▶ _Source extract_:
........
Astro 25 - Field Astronomy in the California Mountains: Fall '16

Oct 7-9, 2016

At Giant Sequoia National Monument, CA

Post Trip Photo Page

Astronomical Motivation:
The location for this section of Astro 25 was determined by a special event - the special feature of this semester's Field Astronomy class is a lunar grazing occultation of a 6th magnitude star in the early evening of Saturday night Oct 8. The path of the graze crosses south-central California, angling up across the southern Sierra. We need to be on the precise path track which allows us to see the grazing star disappear and reappear many times behind the dark mountains and valleys on the edge of the cresent moon's dark side. Check it out - what is a lunar graze? The details of the graze are being put together, and posted on the link. Of course, a secondary motivation is to get to a very dark and pristine site far from city lights so we can study the Fall Milky Way skies. In Fall, the constellation of Sagittarrius is best placed in the evening sky, and is home to the center of our Milky Way Galaxy - rich in star formation regions, open star clusters, globular star clusters, and a wide variety of different types of stars in their various stages of evolution.
........
▶ _Actions to take_:
A) According to the field astronomy trip page, where was the Fall '16 section of Astro 25 held?
B) Continue the field astronomy trip page from its last sentence.
........
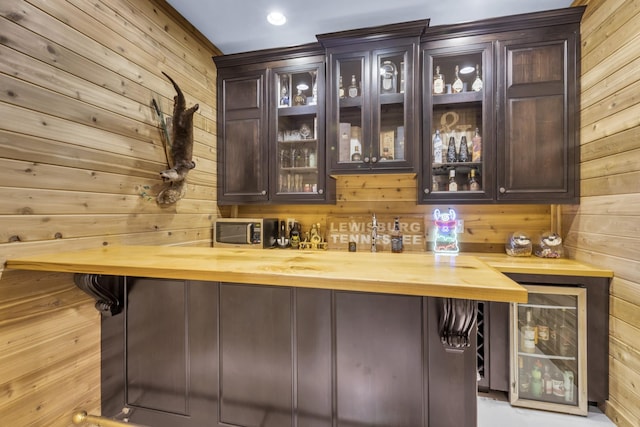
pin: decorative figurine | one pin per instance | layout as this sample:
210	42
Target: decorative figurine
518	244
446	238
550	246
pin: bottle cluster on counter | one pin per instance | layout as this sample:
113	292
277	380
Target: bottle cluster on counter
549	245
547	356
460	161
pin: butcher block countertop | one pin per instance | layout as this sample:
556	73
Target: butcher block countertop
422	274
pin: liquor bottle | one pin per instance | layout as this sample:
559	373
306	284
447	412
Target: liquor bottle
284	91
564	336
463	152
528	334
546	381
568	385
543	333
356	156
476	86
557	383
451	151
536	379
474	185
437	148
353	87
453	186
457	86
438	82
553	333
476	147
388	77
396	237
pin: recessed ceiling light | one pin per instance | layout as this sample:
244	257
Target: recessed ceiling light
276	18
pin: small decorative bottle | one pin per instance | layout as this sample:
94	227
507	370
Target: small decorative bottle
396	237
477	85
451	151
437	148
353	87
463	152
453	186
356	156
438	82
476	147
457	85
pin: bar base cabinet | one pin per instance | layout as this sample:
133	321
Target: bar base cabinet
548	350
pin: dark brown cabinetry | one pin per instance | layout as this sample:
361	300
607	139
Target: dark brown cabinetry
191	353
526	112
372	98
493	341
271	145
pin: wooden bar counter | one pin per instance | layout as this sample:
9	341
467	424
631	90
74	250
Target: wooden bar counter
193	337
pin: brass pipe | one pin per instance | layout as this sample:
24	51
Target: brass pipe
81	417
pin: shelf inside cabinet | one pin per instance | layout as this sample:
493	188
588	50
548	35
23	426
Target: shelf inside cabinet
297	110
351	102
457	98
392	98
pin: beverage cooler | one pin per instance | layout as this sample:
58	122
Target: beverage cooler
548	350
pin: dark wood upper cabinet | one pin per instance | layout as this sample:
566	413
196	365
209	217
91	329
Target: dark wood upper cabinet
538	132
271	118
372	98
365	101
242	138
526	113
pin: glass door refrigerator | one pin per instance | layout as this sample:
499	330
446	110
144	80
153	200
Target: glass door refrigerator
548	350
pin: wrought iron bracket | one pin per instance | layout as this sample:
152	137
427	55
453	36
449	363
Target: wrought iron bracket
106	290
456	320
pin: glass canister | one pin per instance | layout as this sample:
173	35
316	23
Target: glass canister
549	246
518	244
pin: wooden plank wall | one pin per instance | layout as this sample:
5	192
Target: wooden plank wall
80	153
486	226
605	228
........
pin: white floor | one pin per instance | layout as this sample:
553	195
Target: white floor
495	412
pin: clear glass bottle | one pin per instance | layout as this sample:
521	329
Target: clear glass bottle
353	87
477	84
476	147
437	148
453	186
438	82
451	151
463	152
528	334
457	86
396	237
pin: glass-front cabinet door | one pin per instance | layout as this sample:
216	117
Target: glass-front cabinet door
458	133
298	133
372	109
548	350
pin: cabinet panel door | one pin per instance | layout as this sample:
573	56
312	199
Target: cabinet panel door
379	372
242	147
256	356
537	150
........
▶ _Outputs in order_:
A) At Giant Sequoia National Monument, California.

B)
There is also an occultation of a 10.3 magnitude star on Sunday morning at 5:00 am by the asteroid Quinghai, with the narrow path crossing the Southern Sierra. Odds are small, only 15%, that the path will cross over us, but I might get up for it, depending on my energy level! If so, you're welcome to get up early and watch the festivities. If I record the event, I'll show it to you on video later in the morning as we eat Breakfast

Highlight of our Day Walks
This region of the Southern Sierra is also home to the Giant Sequoias. During the day we'll explore the surrounding vistas and meadows, and tour the Trail of 100 Giants, one of the richest groves of Giant Sequoia, the largest living things in the world, and which only grow in a few select groves in the southern Sierra.







The campground cost was $261, requiring a ~$12 per student camping fee to reimburse the Astronomy Department.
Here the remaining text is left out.